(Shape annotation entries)

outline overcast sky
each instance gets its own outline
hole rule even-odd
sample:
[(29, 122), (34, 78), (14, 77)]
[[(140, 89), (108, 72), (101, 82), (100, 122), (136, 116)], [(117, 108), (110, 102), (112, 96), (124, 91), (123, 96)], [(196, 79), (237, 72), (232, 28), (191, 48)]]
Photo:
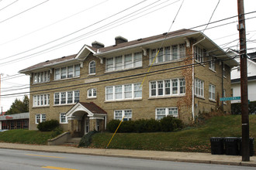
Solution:
[[(177, 14), (171, 32), (202, 31), (206, 26), (196, 26), (207, 24), (212, 15), (211, 22), (237, 15), (237, 0), (218, 2), (184, 0), (178, 13), (182, 0), (0, 0), (1, 95), (29, 91), (29, 76), (19, 70), (76, 54), (93, 41), (108, 46), (117, 36), (130, 41), (167, 32)], [(244, 11), (256, 11), (256, 1), (244, 0)], [(247, 53), (256, 51), (254, 17), (245, 15)], [(239, 49), (237, 24), (237, 17), (224, 19), (209, 24), (204, 33), (224, 50)], [(23, 95), (2, 96), (3, 111)]]

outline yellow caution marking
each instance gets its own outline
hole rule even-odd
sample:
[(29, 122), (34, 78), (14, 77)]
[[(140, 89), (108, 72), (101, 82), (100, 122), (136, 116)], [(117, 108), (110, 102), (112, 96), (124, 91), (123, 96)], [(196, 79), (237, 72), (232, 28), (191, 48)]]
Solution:
[(78, 169), (74, 169), (74, 168), (61, 168), (61, 167), (55, 167), (55, 166), (42, 166), (42, 168), (57, 169), (57, 170), (78, 170)]
[(64, 158), (64, 157), (47, 156), (47, 155), (32, 155), (32, 154), (26, 154), (26, 155), (29, 155), (29, 156), (40, 156), (40, 157), (48, 157), (48, 158)]

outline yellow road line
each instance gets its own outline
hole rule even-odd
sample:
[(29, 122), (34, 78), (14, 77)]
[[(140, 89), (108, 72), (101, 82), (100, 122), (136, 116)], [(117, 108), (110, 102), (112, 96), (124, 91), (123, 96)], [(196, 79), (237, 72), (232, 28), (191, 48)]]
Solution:
[(29, 156), (40, 156), (40, 157), (48, 157), (48, 158), (64, 158), (64, 157), (47, 156), (47, 155), (32, 155), (32, 154), (26, 154), (26, 155), (29, 155)]
[(41, 168), (57, 169), (57, 170), (78, 170), (78, 169), (74, 169), (74, 168), (61, 168), (61, 167), (55, 167), (55, 166), (42, 166)]

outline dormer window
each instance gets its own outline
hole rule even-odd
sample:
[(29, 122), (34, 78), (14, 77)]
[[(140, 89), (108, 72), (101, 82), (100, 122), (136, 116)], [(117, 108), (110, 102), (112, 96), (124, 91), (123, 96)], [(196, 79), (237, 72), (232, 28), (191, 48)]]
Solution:
[(89, 63), (89, 74), (95, 74), (96, 73), (96, 62), (91, 61)]

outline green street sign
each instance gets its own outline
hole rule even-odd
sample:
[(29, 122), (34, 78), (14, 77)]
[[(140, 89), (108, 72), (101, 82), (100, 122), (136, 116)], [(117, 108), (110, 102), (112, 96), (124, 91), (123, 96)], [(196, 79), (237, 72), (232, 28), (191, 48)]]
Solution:
[(220, 98), (220, 101), (235, 100), (241, 100), (241, 97), (229, 97)]

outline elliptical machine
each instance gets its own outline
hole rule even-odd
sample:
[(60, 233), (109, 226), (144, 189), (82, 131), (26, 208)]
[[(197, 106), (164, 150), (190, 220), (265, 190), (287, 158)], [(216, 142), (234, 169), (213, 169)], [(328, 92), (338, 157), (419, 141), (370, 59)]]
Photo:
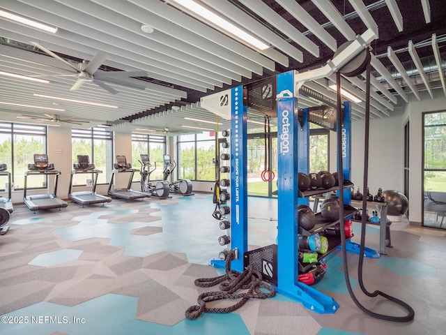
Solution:
[[(171, 160), (170, 155), (164, 155), (164, 170), (162, 173), (164, 174), (164, 180), (167, 181), (169, 177), (174, 172), (176, 168), (175, 161)], [(189, 179), (176, 180), (169, 184), (170, 191), (175, 193), (180, 193), (183, 195), (193, 195), (192, 182)]]
[(169, 194), (170, 193), (170, 186), (169, 181), (162, 180), (157, 181), (156, 185), (151, 184), (151, 174), (156, 170), (156, 162), (155, 162), (155, 168), (151, 170), (152, 165), (148, 160), (148, 155), (141, 154), (139, 155), (141, 161), (141, 191), (151, 194), (153, 197), (159, 199), (169, 199), (172, 198)]

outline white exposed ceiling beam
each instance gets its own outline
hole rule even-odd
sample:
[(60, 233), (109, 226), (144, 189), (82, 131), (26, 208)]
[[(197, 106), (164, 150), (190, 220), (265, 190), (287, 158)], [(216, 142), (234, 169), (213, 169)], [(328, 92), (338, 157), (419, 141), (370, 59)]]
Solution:
[[(347, 81), (352, 82), (353, 84), (355, 84), (355, 86), (358, 87), (363, 92), (366, 91), (365, 82), (361, 80), (359, 77), (344, 77)], [(336, 80), (334, 80), (334, 82), (336, 82)], [(381, 96), (378, 94), (375, 91), (372, 89), (370, 90), (370, 96), (371, 96), (374, 99), (375, 99), (379, 103), (383, 105), (387, 109), (390, 110), (394, 110), (394, 105), (391, 103), (385, 100), (384, 98), (383, 98)]]
[[(109, 0), (100, 1), (102, 3), (108, 3), (109, 1)], [(95, 0), (95, 2), (98, 2), (98, 0)], [(210, 29), (208, 26), (201, 22), (185, 15), (176, 8), (169, 6), (158, 0), (129, 0), (129, 2), (134, 3), (141, 9), (164, 18), (167, 22), (175, 22), (175, 24), (177, 26), (176, 30), (178, 30), (178, 27), (181, 27), (236, 54), (243, 55), (247, 59), (264, 66), (270, 70), (275, 70), (275, 64), (272, 60), (277, 56), (276, 54), (279, 54), (279, 52), (275, 50), (269, 50), (268, 57), (270, 58), (270, 59), (268, 59), (259, 52), (254, 52), (238, 42), (229, 38), (224, 34), (214, 29)], [(105, 5), (105, 3), (104, 4)], [(155, 27), (155, 28), (164, 31), (164, 27)], [(282, 56), (284, 57), (283, 54), (282, 54)]]
[[(324, 80), (327, 82), (327, 80), (325, 79), (316, 80), (312, 82), (306, 82), (305, 83), (305, 86), (313, 89), (314, 91), (316, 91), (318, 93), (320, 93), (321, 94), (328, 98), (330, 98), (330, 99), (334, 101), (337, 101), (337, 95), (336, 92), (334, 92), (330, 89), (327, 89), (325, 87), (325, 84), (323, 83), (322, 85), (319, 84), (319, 82), (323, 82), (323, 81)], [(348, 100), (348, 99), (344, 98), (344, 100)], [(355, 105), (356, 105), (357, 106), (359, 106), (361, 108), (365, 108), (365, 103), (352, 103), (352, 106)], [(370, 107), (370, 112), (371, 114), (375, 114), (378, 117), (380, 117), (380, 118), (383, 117), (381, 112), (376, 110), (373, 107)]]
[(406, 103), (408, 103), (409, 99), (407, 96), (407, 94), (406, 94), (406, 92), (404, 92), (403, 89), (401, 89), (401, 87), (397, 83), (397, 82), (395, 82), (395, 80), (393, 79), (393, 77), (392, 77), (390, 73), (383, 65), (383, 63), (381, 63), (378, 59), (376, 59), (375, 55), (371, 54), (371, 58), (370, 59), (370, 63), (371, 64), (371, 66), (375, 68), (375, 70), (376, 70), (383, 77), (384, 77), (386, 82), (387, 82), (387, 83), (392, 87), (393, 87), (393, 89), (397, 91), (397, 92), (398, 92), (398, 94), (401, 96), (403, 100), (404, 100), (404, 101), (406, 101)]
[(276, 2), (305, 26), (308, 30), (312, 31), (314, 36), (323, 42), (325, 45), (332, 50), (336, 51), (337, 49), (336, 40), (328, 34), (316, 20), (307, 13), (299, 3), (296, 1), (290, 1), (289, 0), (276, 0)]
[[(364, 78), (363, 80), (365, 80), (365, 78), (367, 77), (367, 73), (364, 72), (361, 74), (361, 76), (362, 77), (362, 78)], [(398, 102), (398, 99), (397, 99), (397, 97), (392, 93), (390, 93), (390, 91), (389, 91), (373, 75), (370, 76), (370, 84), (371, 84), (371, 86), (375, 87), (378, 91), (381, 92), (392, 103), (396, 104)]]
[(427, 89), (427, 91), (429, 92), (429, 96), (431, 96), (431, 98), (433, 99), (433, 95), (432, 94), (432, 89), (431, 88), (431, 84), (429, 84), (429, 80), (427, 77), (426, 73), (424, 72), (423, 65), (421, 63), (421, 60), (418, 57), (417, 50), (413, 45), (413, 42), (412, 42), (412, 40), (409, 40), (408, 51), (410, 57), (412, 57), (412, 61), (413, 61), (413, 64), (415, 64), (415, 67), (417, 68), (417, 70), (418, 70), (418, 73), (420, 74), (421, 79), (423, 80), (423, 82), (426, 86), (426, 89)]
[[(204, 50), (198, 52), (196, 47), (160, 31), (155, 34), (144, 33), (141, 29), (141, 22), (88, 0), (77, 0), (76, 2), (70, 0), (56, 1), (73, 10), (79, 10), (85, 14), (78, 15), (77, 23), (82, 23), (93, 29), (100, 29), (105, 33), (112, 31), (116, 37), (144, 46), (147, 50), (157, 51), (161, 54), (201, 67), (236, 81), (241, 80), (240, 75), (251, 75), (251, 72), (248, 70)], [(66, 12), (67, 8), (64, 8), (64, 10)]]
[(429, 3), (429, 0), (421, 0), (421, 4), (423, 7), (423, 13), (424, 14), (426, 23), (431, 23), (431, 3)]
[(437, 67), (438, 68), (438, 73), (440, 73), (440, 80), (441, 81), (441, 86), (443, 88), (443, 92), (446, 96), (446, 84), (445, 83), (445, 73), (442, 66), (441, 56), (440, 54), (440, 49), (438, 48), (438, 43), (437, 43), (437, 35), (432, 34), (432, 49), (433, 50), (433, 55), (435, 56), (435, 61), (437, 63)]
[[(49, 3), (45, 0), (36, 0), (29, 3), (29, 6), (20, 3), (17, 1), (9, 6), (17, 8), (17, 9), (20, 10), (20, 13), (25, 13), (29, 15), (34, 13), (34, 15), (38, 14), (40, 17), (45, 17), (46, 20), (50, 20), (59, 28), (61, 28), (61, 31), (57, 34), (58, 36), (61, 37), (70, 36), (74, 42), (77, 42), (79, 44), (95, 47), (109, 54), (112, 54), (113, 51), (116, 52), (116, 48), (118, 47), (122, 50), (118, 54), (118, 55), (125, 54), (128, 56), (129, 59), (133, 59), (140, 62), (146, 62), (148, 65), (151, 64), (152, 67), (163, 68), (166, 71), (171, 71), (172, 73), (180, 74), (185, 77), (194, 78), (198, 81), (207, 82), (213, 86), (220, 87), (222, 82), (226, 84), (231, 83), (231, 80), (229, 78), (222, 80), (224, 77), (220, 75), (213, 75), (213, 77), (215, 77), (215, 80), (212, 79), (210, 80), (210, 74), (205, 71), (199, 65), (187, 64), (183, 60), (172, 57), (170, 54), (174, 50), (171, 49), (170, 52), (168, 50), (164, 50), (164, 52), (169, 52), (166, 54), (165, 52), (159, 52), (151, 48), (145, 47), (144, 45), (146, 44), (146, 42), (141, 36), (139, 36), (139, 40), (132, 43), (130, 41), (132, 34), (130, 34), (130, 36), (123, 36), (121, 37), (120, 34), (126, 31), (121, 31), (120, 29), (118, 33), (115, 34), (116, 27), (107, 22), (102, 21), (98, 22), (93, 17), (83, 15), (81, 13), (79, 15), (76, 15), (76, 22), (73, 20), (72, 17), (66, 17), (64, 15), (66, 15), (66, 7), (62, 4)], [(43, 12), (44, 10), (45, 12)], [(99, 24), (100, 30), (98, 30), (95, 26), (91, 25), (90, 22), (92, 22)], [(70, 31), (76, 31), (77, 34), (70, 34), (69, 32)], [(95, 43), (92, 42), (93, 38), (101, 41), (101, 43), (98, 43), (96, 42)], [(113, 55), (111, 54), (109, 57), (112, 57)], [(203, 64), (203, 65), (204, 66), (205, 64)], [(186, 68), (187, 68), (187, 70), (185, 70)], [(199, 84), (198, 82), (196, 82), (195, 84)]]
[(339, 30), (347, 40), (353, 40), (356, 37), (355, 32), (346, 22), (341, 13), (334, 5), (327, 0), (312, 0), (321, 12), (330, 20), (333, 25)]
[(399, 10), (398, 4), (397, 4), (396, 0), (385, 0), (385, 4), (389, 8), (389, 11), (393, 17), (393, 20), (395, 22), (398, 31), (400, 33), (403, 31), (403, 15)]
[[(254, 58), (256, 54), (249, 49), (247, 49), (247, 52), (252, 52), (254, 54), (247, 54), (245, 55), (241, 53), (240, 54), (234, 53), (211, 40), (188, 31), (187, 29), (179, 29), (178, 27), (170, 20), (166, 20), (152, 13), (141, 10), (137, 6), (129, 6), (125, 1), (92, 0), (92, 2), (134, 22), (141, 22), (141, 24), (150, 22), (151, 25), (155, 28), (155, 34), (159, 33), (162, 37), (163, 43), (171, 44), (175, 40), (180, 40), (192, 46), (193, 49), (195, 49), (196, 52), (208, 52), (217, 59), (223, 59), (236, 66), (240, 66), (254, 73), (260, 75), (263, 73), (261, 66), (251, 60), (250, 57)], [(257, 56), (261, 57), (261, 55)]]
[[(289, 57), (298, 61), (303, 61), (303, 54), (302, 51), (294, 47), (291, 44), (286, 42), (263, 24), (253, 19), (251, 16), (240, 10), (240, 9), (234, 5), (228, 2), (222, 1), (221, 0), (201, 1), (226, 17), (229, 17), (233, 22), (244, 27), (247, 31), (251, 31), (252, 34), (255, 34), (263, 40), (274, 45)], [(259, 52), (263, 53), (263, 50), (259, 50)], [(279, 63), (284, 66), (288, 66), (289, 59), (282, 60), (279, 61)]]
[(366, 27), (374, 31), (376, 36), (378, 36), (378, 25), (369, 13), (369, 10), (362, 2), (362, 0), (348, 0), (355, 11), (361, 18)]
[[(331, 75), (330, 77), (328, 77), (328, 79), (330, 79), (333, 83), (336, 83), (336, 75)], [(323, 84), (323, 82), (319, 82), (318, 81), (318, 83), (319, 83), (319, 84)], [(327, 83), (327, 86), (328, 86), (329, 83)], [(364, 84), (365, 85), (365, 84)], [(363, 92), (362, 91), (360, 90), (359, 89), (353, 87), (351, 84), (350, 84), (348, 82), (348, 81), (347, 80), (346, 80), (345, 78), (342, 77), (341, 80), (341, 87), (343, 88), (344, 89), (345, 89), (346, 91), (347, 91), (348, 93), (353, 94), (353, 96), (356, 96), (357, 98), (361, 99), (362, 100), (362, 102), (361, 103), (357, 103), (358, 105), (360, 106), (364, 106), (365, 107), (365, 105), (363, 105), (363, 102), (365, 101), (365, 93)], [(347, 98), (347, 100), (348, 100)], [(379, 110), (381, 113), (384, 114), (385, 115), (389, 117), (390, 116), (390, 114), (389, 113), (389, 112), (387, 112), (387, 110), (385, 110), (384, 108), (383, 108), (383, 106), (379, 105), (377, 102), (376, 102), (373, 99), (370, 99), (370, 106), (373, 107), (374, 108), (376, 108), (376, 110)], [(382, 115), (380, 114), (379, 115), (380, 117), (382, 117)]]
[(280, 15), (271, 9), (266, 3), (256, 0), (245, 0), (243, 4), (272, 24), (275, 28), (286, 34), (290, 39), (305, 49), (313, 56), (319, 57), (319, 47), (299, 30), (296, 29)]
[[(113, 48), (109, 49), (112, 47), (111, 45), (102, 44), (93, 39), (84, 38), (84, 36), (76, 36), (70, 31), (63, 31), (62, 33), (63, 29), (61, 29), (61, 34), (58, 34), (57, 36), (54, 35), (42, 36), (38, 32), (26, 29), (23, 27), (18, 25), (10, 26), (8, 24), (9, 22), (5, 23), (6, 24), (2, 26), (2, 28), (8, 30), (8, 31), (3, 32), (2, 31), (3, 29), (0, 29), (0, 33), (3, 34), (3, 36), (8, 37), (14, 40), (28, 44), (29, 44), (30, 40), (40, 40), (43, 41), (41, 44), (45, 45), (47, 49), (63, 54), (75, 57), (81, 59), (91, 59), (93, 57), (91, 54), (92, 53), (91, 52), (92, 50), (96, 50), (96, 47), (105, 50), (106, 52), (109, 50), (110, 51), (107, 52), (109, 53), (109, 59), (106, 62), (106, 64), (110, 66), (126, 70), (129, 69), (126, 68), (125, 66), (128, 66), (127, 67), (131, 66), (132, 68), (132, 70), (144, 69), (147, 71), (148, 77), (166, 82), (176, 84), (184, 87), (193, 88), (193, 89), (197, 91), (206, 91), (207, 89), (214, 89), (213, 85), (201, 82), (199, 80), (192, 78), (186, 75), (178, 74), (162, 68), (147, 66), (147, 64), (145, 63), (141, 64), (137, 61), (120, 58), (117, 57), (116, 54), (113, 53)], [(75, 40), (77, 39), (79, 40), (75, 42)], [(84, 42), (86, 40), (89, 41), (91, 44), (86, 45)], [(63, 47), (63, 45), (69, 45), (70, 49)], [(144, 59), (144, 57), (142, 56), (136, 55), (135, 58), (139, 59), (139, 60), (143, 62), (146, 62), (147, 61), (147, 59)], [(113, 60), (114, 59), (116, 59), (116, 61)]]
[(403, 66), (403, 64), (401, 64), (401, 62), (399, 61), (399, 59), (397, 57), (395, 52), (393, 51), (393, 49), (392, 49), (392, 47), (390, 46), (387, 47), (387, 58), (390, 59), (390, 61), (392, 61), (392, 64), (395, 67), (397, 70), (399, 72), (399, 74), (401, 75), (401, 77), (407, 84), (407, 86), (409, 87), (409, 88), (413, 92), (413, 94), (417, 97), (418, 100), (421, 100), (421, 98), (420, 98), (420, 94), (418, 93), (418, 90), (417, 89), (415, 86), (413, 84), (413, 82), (412, 82), (412, 80), (410, 79), (410, 77), (409, 77), (409, 75), (408, 75), (407, 72), (406, 72), (406, 69), (404, 68), (404, 66)]

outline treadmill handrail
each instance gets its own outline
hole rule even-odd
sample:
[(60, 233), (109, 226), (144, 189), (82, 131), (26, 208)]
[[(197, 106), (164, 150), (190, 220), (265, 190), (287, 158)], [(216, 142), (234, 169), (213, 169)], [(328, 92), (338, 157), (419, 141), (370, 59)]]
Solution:
[(8, 190), (8, 201), (10, 201), (13, 196), (11, 193), (11, 188), (13, 187), (11, 184), (11, 172), (10, 172), (9, 171), (1, 171), (0, 172), (0, 176), (8, 177), (8, 186), (9, 186), (8, 187), (9, 189)]

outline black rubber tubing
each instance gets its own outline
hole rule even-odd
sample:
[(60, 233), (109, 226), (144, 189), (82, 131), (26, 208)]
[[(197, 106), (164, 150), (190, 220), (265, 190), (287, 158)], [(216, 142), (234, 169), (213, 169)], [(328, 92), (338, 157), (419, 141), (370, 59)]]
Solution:
[[(367, 52), (369, 52), (367, 50)], [(363, 180), (363, 190), (367, 189), (368, 174), (369, 174), (369, 123), (370, 123), (370, 71), (371, 66), (370, 61), (367, 64), (367, 76), (366, 76), (366, 101), (365, 101), (365, 130), (364, 130), (364, 180)], [(342, 165), (342, 135), (341, 135), (341, 126), (342, 126), (342, 110), (341, 102), (341, 73), (337, 72), (336, 73), (336, 81), (337, 89), (337, 160), (338, 160), (338, 177), (339, 177), (339, 193), (340, 200), (339, 211), (339, 222), (344, 222), (344, 174), (343, 174), (343, 165)], [(362, 198), (362, 208), (367, 208), (367, 199), (365, 197)], [(365, 313), (381, 320), (385, 320), (388, 321), (393, 321), (397, 322), (406, 322), (412, 321), (415, 318), (415, 311), (413, 308), (406, 304), (406, 302), (392, 297), (387, 294), (385, 294), (380, 290), (376, 290), (374, 292), (369, 292), (364, 285), (362, 281), (362, 267), (364, 264), (364, 250), (365, 246), (365, 228), (366, 228), (366, 218), (367, 215), (362, 215), (362, 219), (361, 221), (361, 241), (360, 247), (360, 260), (358, 263), (358, 280), (360, 283), (360, 287), (361, 290), (368, 297), (376, 297), (380, 295), (388, 300), (390, 300), (408, 311), (408, 314), (406, 316), (392, 316), (385, 314), (380, 314), (373, 312), (366, 307), (362, 306), (361, 303), (357, 300), (356, 296), (353, 293), (351, 283), (350, 283), (350, 278), (348, 276), (348, 265), (347, 264), (347, 251), (346, 248), (346, 234), (344, 225), (341, 224), (341, 244), (342, 246), (342, 259), (344, 262), (344, 274), (345, 277), (346, 284), (348, 293), (352, 299), (355, 302), (355, 304)]]

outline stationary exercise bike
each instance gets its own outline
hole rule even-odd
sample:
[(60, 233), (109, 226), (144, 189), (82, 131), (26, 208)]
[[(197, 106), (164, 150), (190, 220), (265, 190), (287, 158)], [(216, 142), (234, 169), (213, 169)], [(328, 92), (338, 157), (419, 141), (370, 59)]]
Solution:
[(141, 154), (139, 156), (141, 157), (141, 161), (139, 161), (141, 163), (141, 191), (160, 199), (172, 198), (169, 195), (170, 193), (169, 181), (162, 180), (157, 181), (155, 185), (151, 184), (151, 174), (156, 170), (156, 162), (155, 162), (153, 170), (151, 170), (152, 165), (148, 160), (148, 155)]
[[(176, 168), (175, 161), (172, 162), (170, 159), (170, 155), (164, 155), (164, 170), (162, 173), (164, 174), (164, 180), (167, 181), (169, 177), (174, 172)], [(192, 182), (189, 179), (176, 180), (173, 183), (169, 184), (170, 191), (175, 193), (180, 193), (183, 195), (193, 195), (192, 193)]]

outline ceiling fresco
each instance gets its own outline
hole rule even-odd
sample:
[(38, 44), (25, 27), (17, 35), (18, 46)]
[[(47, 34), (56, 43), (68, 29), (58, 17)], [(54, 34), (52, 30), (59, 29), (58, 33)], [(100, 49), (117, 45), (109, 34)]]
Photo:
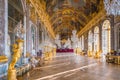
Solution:
[[(55, 34), (62, 39), (71, 36), (72, 30), (80, 31), (99, 12), (102, 0), (45, 0)], [(64, 34), (64, 35), (63, 35)]]

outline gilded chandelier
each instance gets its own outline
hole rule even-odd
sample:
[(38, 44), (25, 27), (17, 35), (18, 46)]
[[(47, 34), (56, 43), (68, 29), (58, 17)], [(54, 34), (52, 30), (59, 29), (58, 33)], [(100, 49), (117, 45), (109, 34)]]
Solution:
[(104, 0), (108, 15), (120, 15), (120, 0)]

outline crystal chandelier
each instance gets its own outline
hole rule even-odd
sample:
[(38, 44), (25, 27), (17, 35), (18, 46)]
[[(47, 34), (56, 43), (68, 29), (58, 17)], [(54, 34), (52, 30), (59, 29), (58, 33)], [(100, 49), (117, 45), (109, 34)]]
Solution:
[(120, 15), (120, 0), (104, 0), (108, 15)]

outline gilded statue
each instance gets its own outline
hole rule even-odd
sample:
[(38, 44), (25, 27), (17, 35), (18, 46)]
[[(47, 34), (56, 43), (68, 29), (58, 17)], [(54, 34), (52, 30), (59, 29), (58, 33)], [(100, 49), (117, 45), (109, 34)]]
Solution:
[(18, 39), (16, 42), (17, 44), (13, 44), (13, 50), (12, 50), (13, 56), (12, 56), (12, 61), (8, 68), (8, 80), (16, 80), (16, 77), (14, 77), (16, 76), (15, 64), (19, 60), (22, 53), (23, 40)]
[(19, 60), (19, 58), (22, 54), (22, 51), (23, 51), (23, 42), (24, 42), (23, 36), (25, 33), (21, 21), (16, 26), (14, 32), (16, 34), (17, 39), (16, 39), (16, 43), (13, 44), (12, 60), (11, 60), (10, 65), (8, 67), (8, 80), (17, 80), (16, 79), (15, 64)]

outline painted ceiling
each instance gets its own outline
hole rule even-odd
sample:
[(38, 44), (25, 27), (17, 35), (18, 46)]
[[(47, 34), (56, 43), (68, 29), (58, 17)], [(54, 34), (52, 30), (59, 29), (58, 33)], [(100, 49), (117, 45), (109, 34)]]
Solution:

The request: Everything from the line containing "outline gilded chandelier" to the end of the records must be written out exactly; include both of those lines and no others.

Finished answer:
outline gilded chandelier
each instance gets its own outline
hole rule even-odd
sample:
[(38, 44), (25, 27), (17, 35), (18, 46)]
[[(47, 34), (56, 43), (68, 29), (58, 17)], [(54, 34), (52, 30), (59, 29), (58, 33)], [(100, 49), (117, 45), (109, 34)]]
Solution:
[(104, 0), (108, 15), (120, 15), (120, 0)]

outline crystal chandelier
each instance gets its own outline
hole rule even-odd
sample:
[(38, 44), (25, 27), (17, 35), (18, 46)]
[[(47, 34), (56, 43), (68, 29), (58, 17)], [(54, 34), (52, 30), (59, 29), (58, 33)], [(100, 49), (117, 45), (109, 34)]]
Solution:
[(120, 15), (120, 0), (104, 0), (108, 15)]

outline gilded statue
each instance gets its own outline
hole rule even-odd
sample:
[(38, 44), (25, 27), (17, 35), (18, 46)]
[[(47, 34), (56, 43), (68, 29), (58, 17)], [(54, 34), (52, 30), (59, 29), (58, 33)], [(100, 49), (117, 45), (109, 34)]]
Solution:
[(18, 39), (16, 42), (17, 44), (13, 44), (13, 50), (12, 50), (13, 56), (12, 56), (12, 61), (8, 68), (8, 80), (16, 80), (16, 77), (14, 77), (16, 76), (15, 64), (19, 60), (22, 53), (23, 40)]
[(19, 60), (19, 58), (22, 54), (22, 51), (23, 51), (23, 42), (24, 42), (23, 36), (25, 33), (21, 21), (16, 26), (14, 32), (16, 34), (17, 39), (16, 39), (16, 43), (13, 44), (12, 60), (11, 60), (10, 65), (8, 67), (8, 80), (17, 80), (16, 79), (15, 64)]

outline painted ceiling
each instance gets its own outline
hole rule even-odd
sample:
[(38, 44), (25, 27), (17, 35), (18, 46)]
[[(47, 34), (56, 43), (68, 29), (58, 17)], [(54, 34), (52, 30), (59, 29), (58, 33)], [(100, 49), (117, 45), (109, 34)]]
Solution:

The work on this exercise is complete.